[Task directions] In the entries that follow, find the line containing "phrase -- tree trunk" and the line containing "phrase -- warm light glow", then retype exactly the lines from the first through the second, pictures excluded.

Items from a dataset
BEGIN
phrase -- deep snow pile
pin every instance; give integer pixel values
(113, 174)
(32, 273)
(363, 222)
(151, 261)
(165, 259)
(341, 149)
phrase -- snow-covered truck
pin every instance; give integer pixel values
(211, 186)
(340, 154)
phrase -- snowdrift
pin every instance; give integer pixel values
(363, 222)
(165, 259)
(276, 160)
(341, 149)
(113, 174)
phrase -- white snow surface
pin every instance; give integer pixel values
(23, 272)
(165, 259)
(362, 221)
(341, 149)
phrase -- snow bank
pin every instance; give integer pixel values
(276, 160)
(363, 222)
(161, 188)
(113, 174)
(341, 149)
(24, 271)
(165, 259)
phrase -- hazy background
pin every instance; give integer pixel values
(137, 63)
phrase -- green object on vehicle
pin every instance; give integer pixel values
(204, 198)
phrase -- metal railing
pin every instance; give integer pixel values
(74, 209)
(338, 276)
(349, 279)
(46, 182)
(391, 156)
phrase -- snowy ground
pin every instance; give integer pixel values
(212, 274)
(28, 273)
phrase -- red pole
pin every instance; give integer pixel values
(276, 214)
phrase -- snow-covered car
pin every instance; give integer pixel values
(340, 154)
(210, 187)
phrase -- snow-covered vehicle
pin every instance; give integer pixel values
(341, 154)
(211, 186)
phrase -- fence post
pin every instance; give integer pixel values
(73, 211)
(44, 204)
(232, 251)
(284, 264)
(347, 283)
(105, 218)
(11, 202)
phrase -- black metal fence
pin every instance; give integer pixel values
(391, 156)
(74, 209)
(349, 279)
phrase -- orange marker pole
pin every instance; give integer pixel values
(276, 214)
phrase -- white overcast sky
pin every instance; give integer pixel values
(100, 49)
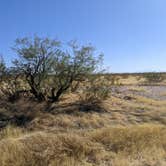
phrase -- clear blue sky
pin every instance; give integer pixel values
(131, 33)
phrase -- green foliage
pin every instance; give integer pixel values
(40, 59)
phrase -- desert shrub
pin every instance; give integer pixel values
(154, 77)
(42, 59)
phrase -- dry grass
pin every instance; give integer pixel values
(118, 146)
(128, 129)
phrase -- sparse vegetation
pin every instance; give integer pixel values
(95, 123)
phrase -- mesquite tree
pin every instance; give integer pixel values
(35, 61)
(51, 68)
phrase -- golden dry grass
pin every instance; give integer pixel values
(119, 146)
(129, 130)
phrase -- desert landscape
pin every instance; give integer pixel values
(126, 129)
(82, 83)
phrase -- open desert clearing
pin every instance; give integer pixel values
(127, 129)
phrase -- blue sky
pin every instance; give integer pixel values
(130, 33)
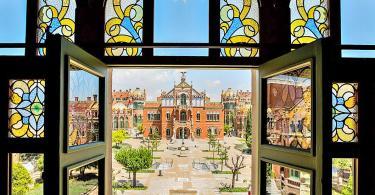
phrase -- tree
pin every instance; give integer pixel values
(40, 163)
(118, 136)
(249, 128)
(134, 160)
(140, 128)
(21, 179)
(237, 164)
(211, 140)
(227, 129)
(155, 141)
(223, 156)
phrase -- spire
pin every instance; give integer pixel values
(183, 76)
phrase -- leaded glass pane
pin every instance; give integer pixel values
(59, 17)
(309, 20)
(124, 24)
(239, 23)
(26, 108)
(344, 112)
(27, 173)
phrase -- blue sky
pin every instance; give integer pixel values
(155, 80)
(187, 21)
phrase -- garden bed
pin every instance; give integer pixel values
(236, 189)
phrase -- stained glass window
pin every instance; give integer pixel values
(239, 23)
(27, 173)
(124, 24)
(59, 17)
(344, 112)
(309, 20)
(26, 108)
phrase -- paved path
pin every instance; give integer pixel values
(182, 177)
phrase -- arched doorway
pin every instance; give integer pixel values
(183, 116)
(183, 133)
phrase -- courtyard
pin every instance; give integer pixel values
(191, 171)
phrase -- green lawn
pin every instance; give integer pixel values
(146, 171)
(221, 172)
(81, 187)
(38, 189)
(210, 158)
(236, 189)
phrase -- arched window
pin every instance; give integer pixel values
(183, 116)
(115, 123)
(121, 122)
(198, 132)
(183, 99)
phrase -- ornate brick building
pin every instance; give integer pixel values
(183, 112)
(127, 108)
(83, 120)
(236, 107)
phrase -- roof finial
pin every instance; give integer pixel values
(183, 76)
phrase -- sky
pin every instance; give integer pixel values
(155, 80)
(187, 21)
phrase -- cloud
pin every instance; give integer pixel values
(155, 80)
(213, 83)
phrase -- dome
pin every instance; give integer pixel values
(138, 92)
(119, 106)
(229, 93)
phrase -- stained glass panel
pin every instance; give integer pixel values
(239, 23)
(309, 20)
(344, 112)
(26, 108)
(124, 24)
(27, 173)
(59, 17)
(285, 180)
(343, 175)
(289, 108)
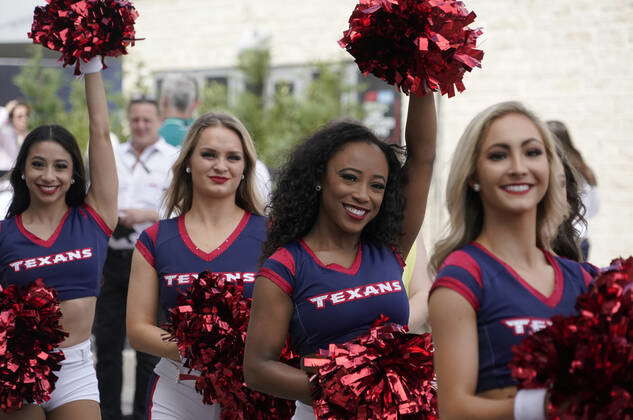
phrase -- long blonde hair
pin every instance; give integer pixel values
(179, 195)
(466, 213)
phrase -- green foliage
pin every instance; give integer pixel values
(41, 86)
(281, 119)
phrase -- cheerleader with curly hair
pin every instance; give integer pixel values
(344, 211)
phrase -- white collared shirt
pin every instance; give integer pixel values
(143, 181)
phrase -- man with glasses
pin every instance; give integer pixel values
(143, 165)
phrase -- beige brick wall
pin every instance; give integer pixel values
(567, 59)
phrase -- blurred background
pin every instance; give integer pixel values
(277, 65)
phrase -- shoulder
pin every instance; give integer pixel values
(579, 272)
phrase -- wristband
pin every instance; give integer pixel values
(529, 404)
(94, 65)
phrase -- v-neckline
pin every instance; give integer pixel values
(352, 269)
(208, 256)
(557, 291)
(47, 243)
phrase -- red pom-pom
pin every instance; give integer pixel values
(83, 29)
(417, 45)
(586, 361)
(385, 374)
(209, 325)
(29, 335)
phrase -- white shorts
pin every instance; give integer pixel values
(76, 380)
(303, 412)
(173, 396)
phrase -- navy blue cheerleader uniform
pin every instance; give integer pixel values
(70, 261)
(167, 247)
(507, 307)
(334, 304)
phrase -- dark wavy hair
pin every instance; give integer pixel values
(75, 196)
(295, 202)
(567, 241)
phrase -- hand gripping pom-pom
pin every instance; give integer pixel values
(385, 374)
(30, 334)
(83, 29)
(586, 361)
(209, 326)
(417, 45)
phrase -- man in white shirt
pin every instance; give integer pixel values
(143, 166)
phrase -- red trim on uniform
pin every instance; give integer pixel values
(463, 259)
(352, 270)
(208, 256)
(146, 253)
(39, 241)
(285, 258)
(554, 298)
(458, 287)
(276, 278)
(97, 218)
(150, 402)
(399, 257)
(152, 232)
(586, 276)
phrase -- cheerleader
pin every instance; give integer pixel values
(58, 231)
(219, 227)
(332, 260)
(497, 278)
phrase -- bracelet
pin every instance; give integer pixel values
(529, 404)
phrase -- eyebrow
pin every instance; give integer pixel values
(44, 159)
(360, 172)
(211, 149)
(523, 143)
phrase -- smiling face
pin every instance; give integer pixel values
(48, 172)
(512, 167)
(353, 187)
(217, 163)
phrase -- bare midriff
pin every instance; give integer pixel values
(78, 316)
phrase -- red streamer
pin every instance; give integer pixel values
(586, 361)
(30, 333)
(83, 29)
(385, 374)
(417, 45)
(209, 326)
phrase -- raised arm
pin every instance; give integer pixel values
(420, 135)
(419, 287)
(102, 195)
(142, 308)
(456, 360)
(267, 332)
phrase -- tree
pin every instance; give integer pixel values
(278, 120)
(41, 87)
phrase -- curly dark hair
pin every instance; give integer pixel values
(295, 202)
(567, 241)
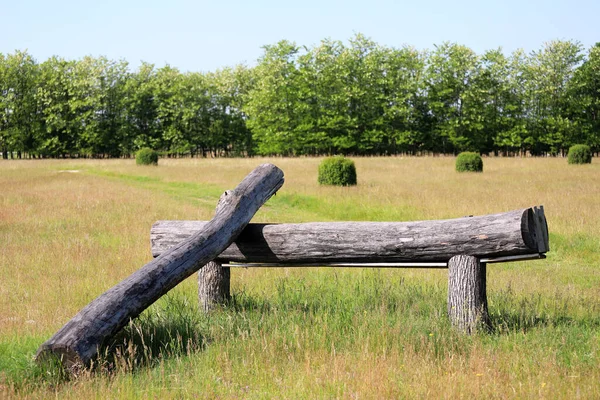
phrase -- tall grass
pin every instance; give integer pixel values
(67, 236)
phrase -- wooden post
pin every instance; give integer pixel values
(213, 285)
(467, 298)
(76, 343)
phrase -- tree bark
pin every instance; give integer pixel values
(467, 298)
(213, 285)
(520, 232)
(76, 343)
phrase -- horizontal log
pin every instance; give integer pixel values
(514, 233)
(77, 342)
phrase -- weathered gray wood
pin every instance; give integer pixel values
(511, 233)
(467, 298)
(213, 285)
(77, 342)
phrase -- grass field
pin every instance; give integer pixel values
(69, 230)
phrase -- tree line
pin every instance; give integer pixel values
(332, 98)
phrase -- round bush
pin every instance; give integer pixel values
(338, 171)
(580, 154)
(469, 162)
(146, 156)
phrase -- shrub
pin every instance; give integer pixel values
(338, 171)
(146, 156)
(469, 162)
(580, 154)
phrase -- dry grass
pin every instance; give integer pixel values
(66, 236)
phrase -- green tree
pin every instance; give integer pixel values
(271, 106)
(584, 98)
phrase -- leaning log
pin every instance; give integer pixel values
(76, 343)
(515, 233)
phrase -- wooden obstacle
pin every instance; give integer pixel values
(76, 343)
(465, 246)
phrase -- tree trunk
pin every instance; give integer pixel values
(467, 298)
(213, 285)
(520, 232)
(76, 343)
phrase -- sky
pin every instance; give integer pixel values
(208, 35)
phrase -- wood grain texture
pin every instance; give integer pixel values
(467, 297)
(519, 232)
(214, 281)
(77, 342)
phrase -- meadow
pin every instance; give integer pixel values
(70, 229)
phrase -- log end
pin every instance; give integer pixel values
(534, 229)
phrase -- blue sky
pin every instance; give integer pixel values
(206, 35)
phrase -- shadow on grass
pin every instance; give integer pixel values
(170, 330)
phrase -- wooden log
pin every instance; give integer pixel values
(76, 343)
(213, 285)
(519, 232)
(467, 298)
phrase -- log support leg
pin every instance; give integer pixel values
(213, 285)
(467, 298)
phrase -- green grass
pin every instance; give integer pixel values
(305, 332)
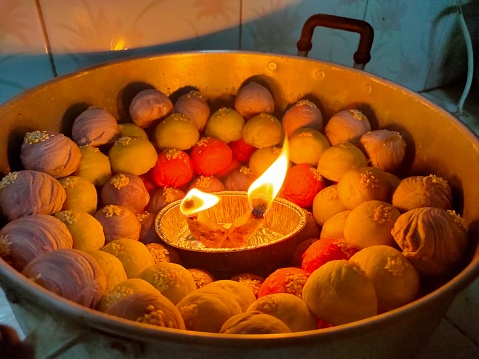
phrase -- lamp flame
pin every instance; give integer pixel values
(264, 189)
(196, 201)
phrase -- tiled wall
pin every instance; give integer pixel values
(417, 43)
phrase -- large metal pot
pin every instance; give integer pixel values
(437, 143)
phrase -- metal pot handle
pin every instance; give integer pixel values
(364, 29)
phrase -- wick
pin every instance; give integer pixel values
(259, 207)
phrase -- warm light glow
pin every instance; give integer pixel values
(264, 189)
(119, 45)
(196, 201)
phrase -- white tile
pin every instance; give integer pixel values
(448, 342)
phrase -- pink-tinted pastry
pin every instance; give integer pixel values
(303, 113)
(195, 107)
(149, 106)
(149, 308)
(118, 222)
(50, 152)
(30, 192)
(210, 156)
(127, 190)
(171, 279)
(70, 273)
(95, 126)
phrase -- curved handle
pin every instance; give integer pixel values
(366, 35)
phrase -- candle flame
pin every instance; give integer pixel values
(196, 201)
(264, 189)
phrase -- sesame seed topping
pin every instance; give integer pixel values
(168, 194)
(89, 148)
(358, 115)
(125, 140)
(396, 266)
(111, 210)
(67, 216)
(68, 182)
(246, 170)
(459, 220)
(5, 246)
(36, 136)
(8, 179)
(382, 214)
(119, 180)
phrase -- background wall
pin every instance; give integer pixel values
(417, 43)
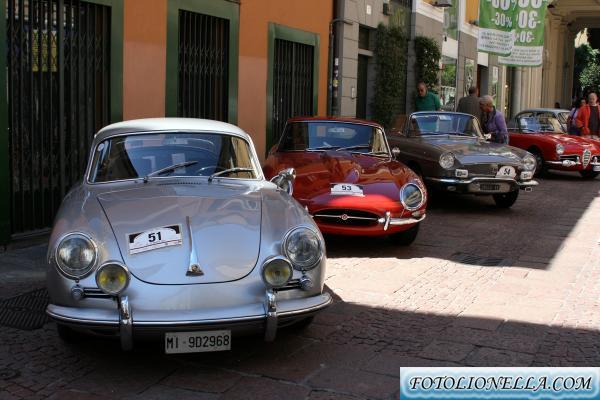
END
[Solution to the problem]
phrase -- tree trunk
pin every instance; give integer pixel values
(467, 298)
(213, 285)
(520, 232)
(76, 343)
phrase -- sky
pin every instance; give integer pixel values
(208, 35)
phrase -- wood grain texture
pin every instance; give integer pixel values
(467, 297)
(519, 232)
(214, 281)
(77, 342)
phrase -- meadow
pin every instance; give integer pixel values
(70, 229)
phrase -- log end
pin every instance; give integer pixel values
(534, 229)
phrase -- blue sky
pin every instance; give integer pixel values
(206, 35)
phrase -- shadow on grass
pin every instance; give integer pixel values
(170, 330)
phrase -- wooden log
pin every instance; give integer pixel values
(76, 343)
(213, 285)
(519, 232)
(467, 298)
phrase -- log support leg
pin every instance; give integer pixel values
(213, 285)
(467, 298)
phrase -- green grass
pin every instance; give integer pixel values
(305, 332)
phrase -- lamp flame
pin every instance; give integer pixel values
(264, 189)
(196, 201)
phrase -- tiled wall
pin every instance; give integer pixel values
(417, 43)
phrase -- large metal pot
pin every instance; give integer pixel values
(437, 143)
phrase -- metal pot handle
pin every instance; give integer pixel values
(364, 29)
phrase -- wick
pin every instance; give integer pixel values
(259, 207)
phrase -- warm light glow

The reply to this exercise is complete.